Tuesday, June 4, 2013

Not So Fast

By Marilyn Raia

The propulsion issue of this magazine is a good place to examine the law pertaining to vessel speed. A vessel’s speed may be governed by federal, state and/or local law depending on where the vessel is being operated. This article focuses on speed basics under federal law.

The Basic Federal Speed Law
The International Rules for Prevention of Collisions at Sea and the United States Inland Navigation Rules address vessel speed. They both have the same basic speed rule. Rule 6 requires every vessel at all times to “proceed at a safe speed so that she can take proper and effective action to avoid collision and be stopped within a distance appropriate to the prevailing circumstances and conditions.” The term “collision” is interpreted broadly and includes a vessel’s wake striking another vessel.

Rule 6 does not define “safe” but does identify some factors to be taken into account when determining what a safe speed is. The factors are well-founded in common sense. They include: 1) visibility; 2) density of vessel traffic; 3) maneuverability of the vessel with special reference to stopping distance and turning ability in the prevailing conditions; 4) the presence of background lights from shore or from the back scatter of the vessel’s own lights; 5) the wind, sea, and current conditions; 6) the proximity of navigational hazards; and 7) the draft of the vessel in relation to the depth of the water. Additional factors are considered if the vessel has operational radar such as: 1) the characteristics, efficiency and limitations of the radar; 2) constraints imposed by the radar scale; 3) the effect of sea state, weather, and other sources of interference on the radar; 4) the possibility that small vessels, ice and other floating objects may not be detected by the radar; 5) the number, location, and movement of vessels detected by the radar; and 6) the more exact assessment of visibility that may be possible when radar is used. Although not specifically stated in Rule 6, a court may also consider whether the moving vessel’s speed has an adverse effect on nearby vessels and structures.

Vessel Speed in Limited Visibility Conditions
Rule 19 of the International and Inland rules addresses vessel speed in limited visibility conditions. That rule requires every vessel to “proceed at a safe speed adapted to the prevailing circumstances and condition of restricted visibility.” It requires a power driven vessel to “have her engines ready for immediate maneuver.” It also requires every vessel 1) that hears the fog signal of another vessel apparently forward of her beam; or 2) that cannot avoid a close quarters situation with another vessel forward of her beam, to reduce speed to the minimum at which the vessel can be kept on course. Moreover, if necessary, a vessel is required to take all her way off.

Some courts have determined safe speed in restricted visibility conditions by analyzing the vessel’s stopping distance, using the “half-distance” rule, i.e., a vessel should not operate in fog at a speed that would prevent it from coming to a dead stop in one half of the visibility distance. The rule is based on the possibility that another vessel may be operating on an intersecting course in the fog. If both vessels can stop within one half of the distance of each other, a collision can be avoided.

※

- [Aim of the task]: According to the article on vessel speed, what does the "half-distance" rule require of a vessel operating in fog?

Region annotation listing
※

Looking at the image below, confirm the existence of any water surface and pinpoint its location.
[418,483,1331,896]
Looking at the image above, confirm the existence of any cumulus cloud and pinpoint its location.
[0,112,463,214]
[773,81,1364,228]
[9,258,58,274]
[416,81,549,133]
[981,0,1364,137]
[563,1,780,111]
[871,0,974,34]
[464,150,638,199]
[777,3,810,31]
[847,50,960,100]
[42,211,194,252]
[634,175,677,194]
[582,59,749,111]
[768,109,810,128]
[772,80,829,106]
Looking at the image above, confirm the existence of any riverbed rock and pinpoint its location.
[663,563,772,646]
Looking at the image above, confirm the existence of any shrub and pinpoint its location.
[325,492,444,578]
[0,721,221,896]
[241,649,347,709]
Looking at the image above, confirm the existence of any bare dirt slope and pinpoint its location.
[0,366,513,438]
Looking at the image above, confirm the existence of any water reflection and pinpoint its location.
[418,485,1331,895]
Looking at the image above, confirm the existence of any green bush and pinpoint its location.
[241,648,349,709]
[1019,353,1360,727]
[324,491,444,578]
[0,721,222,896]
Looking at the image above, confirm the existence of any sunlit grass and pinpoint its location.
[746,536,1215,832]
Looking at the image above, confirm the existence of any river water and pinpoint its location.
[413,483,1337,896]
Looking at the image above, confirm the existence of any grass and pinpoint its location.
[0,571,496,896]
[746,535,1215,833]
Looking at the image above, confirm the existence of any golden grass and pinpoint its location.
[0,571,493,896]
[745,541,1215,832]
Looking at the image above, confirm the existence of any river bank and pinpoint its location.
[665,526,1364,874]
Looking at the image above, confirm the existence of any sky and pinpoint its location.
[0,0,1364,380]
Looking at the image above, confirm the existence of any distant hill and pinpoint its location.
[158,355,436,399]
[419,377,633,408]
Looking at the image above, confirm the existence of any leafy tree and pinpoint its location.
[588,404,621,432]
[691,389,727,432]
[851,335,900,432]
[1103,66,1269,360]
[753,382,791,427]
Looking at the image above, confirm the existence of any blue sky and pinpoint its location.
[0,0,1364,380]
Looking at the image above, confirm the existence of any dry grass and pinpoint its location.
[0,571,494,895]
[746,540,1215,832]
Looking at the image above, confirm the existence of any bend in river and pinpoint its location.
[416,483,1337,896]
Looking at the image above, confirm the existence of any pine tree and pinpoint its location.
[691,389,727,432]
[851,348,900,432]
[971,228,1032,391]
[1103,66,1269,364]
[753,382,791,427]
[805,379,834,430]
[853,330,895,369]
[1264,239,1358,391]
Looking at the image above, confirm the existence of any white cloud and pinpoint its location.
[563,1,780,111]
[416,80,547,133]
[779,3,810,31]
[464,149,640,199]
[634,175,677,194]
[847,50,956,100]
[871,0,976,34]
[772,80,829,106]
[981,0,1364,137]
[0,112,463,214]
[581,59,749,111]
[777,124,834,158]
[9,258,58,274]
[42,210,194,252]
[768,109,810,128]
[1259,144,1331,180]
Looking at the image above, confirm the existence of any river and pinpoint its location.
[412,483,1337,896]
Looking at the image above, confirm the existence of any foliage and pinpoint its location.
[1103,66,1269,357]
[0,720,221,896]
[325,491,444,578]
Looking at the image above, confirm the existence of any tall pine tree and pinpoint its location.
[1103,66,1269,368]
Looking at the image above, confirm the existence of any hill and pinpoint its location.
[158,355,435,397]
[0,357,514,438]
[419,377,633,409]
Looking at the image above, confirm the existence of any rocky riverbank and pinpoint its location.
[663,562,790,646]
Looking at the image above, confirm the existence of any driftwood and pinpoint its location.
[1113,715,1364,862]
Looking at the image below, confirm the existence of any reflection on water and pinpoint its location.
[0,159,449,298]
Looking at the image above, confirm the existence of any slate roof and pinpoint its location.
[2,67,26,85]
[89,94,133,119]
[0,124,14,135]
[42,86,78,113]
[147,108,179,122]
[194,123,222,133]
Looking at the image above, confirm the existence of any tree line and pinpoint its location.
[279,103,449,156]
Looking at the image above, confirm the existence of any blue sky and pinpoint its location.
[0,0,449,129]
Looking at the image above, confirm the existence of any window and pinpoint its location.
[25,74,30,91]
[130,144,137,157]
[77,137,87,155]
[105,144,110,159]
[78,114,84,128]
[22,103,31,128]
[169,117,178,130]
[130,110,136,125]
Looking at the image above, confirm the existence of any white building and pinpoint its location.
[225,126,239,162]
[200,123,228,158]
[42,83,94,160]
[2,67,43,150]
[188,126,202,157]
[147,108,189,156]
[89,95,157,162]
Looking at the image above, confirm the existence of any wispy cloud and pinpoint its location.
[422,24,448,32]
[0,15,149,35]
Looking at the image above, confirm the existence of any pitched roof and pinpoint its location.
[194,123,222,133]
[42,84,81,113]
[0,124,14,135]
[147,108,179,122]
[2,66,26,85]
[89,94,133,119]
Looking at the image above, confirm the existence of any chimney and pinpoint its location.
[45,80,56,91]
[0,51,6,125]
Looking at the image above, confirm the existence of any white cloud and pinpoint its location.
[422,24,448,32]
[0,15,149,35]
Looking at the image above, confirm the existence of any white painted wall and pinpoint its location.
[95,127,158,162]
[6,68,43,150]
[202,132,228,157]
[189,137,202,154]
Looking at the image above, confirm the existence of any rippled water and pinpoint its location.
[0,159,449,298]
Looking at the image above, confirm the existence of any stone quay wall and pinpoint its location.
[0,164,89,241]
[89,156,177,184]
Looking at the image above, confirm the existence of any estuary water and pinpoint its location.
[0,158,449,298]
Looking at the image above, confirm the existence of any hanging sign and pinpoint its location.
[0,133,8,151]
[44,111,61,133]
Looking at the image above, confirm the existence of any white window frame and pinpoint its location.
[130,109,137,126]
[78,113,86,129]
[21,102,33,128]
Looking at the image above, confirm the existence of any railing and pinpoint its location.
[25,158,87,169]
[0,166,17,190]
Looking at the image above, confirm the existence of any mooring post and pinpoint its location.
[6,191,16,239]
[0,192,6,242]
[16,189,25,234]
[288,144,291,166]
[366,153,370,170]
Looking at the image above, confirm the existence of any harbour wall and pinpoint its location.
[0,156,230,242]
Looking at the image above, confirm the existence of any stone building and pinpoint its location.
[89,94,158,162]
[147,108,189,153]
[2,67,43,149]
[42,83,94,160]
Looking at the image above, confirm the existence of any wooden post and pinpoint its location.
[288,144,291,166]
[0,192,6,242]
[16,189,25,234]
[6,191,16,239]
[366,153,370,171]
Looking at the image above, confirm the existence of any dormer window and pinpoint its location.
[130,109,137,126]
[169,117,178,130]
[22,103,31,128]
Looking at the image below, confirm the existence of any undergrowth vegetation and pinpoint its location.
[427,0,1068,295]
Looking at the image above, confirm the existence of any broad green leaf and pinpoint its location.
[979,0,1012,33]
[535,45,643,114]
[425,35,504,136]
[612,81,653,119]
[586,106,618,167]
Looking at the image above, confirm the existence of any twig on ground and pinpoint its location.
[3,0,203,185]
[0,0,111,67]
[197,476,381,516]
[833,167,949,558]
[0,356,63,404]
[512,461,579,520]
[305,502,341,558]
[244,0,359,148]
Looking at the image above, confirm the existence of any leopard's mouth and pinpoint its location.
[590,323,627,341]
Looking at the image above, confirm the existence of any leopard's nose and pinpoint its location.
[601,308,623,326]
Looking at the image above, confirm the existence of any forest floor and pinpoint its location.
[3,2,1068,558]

※

- [Complete answer]: It must not operate at a speed that would prevent it from coming to a dead stop within one half of the visibility distance.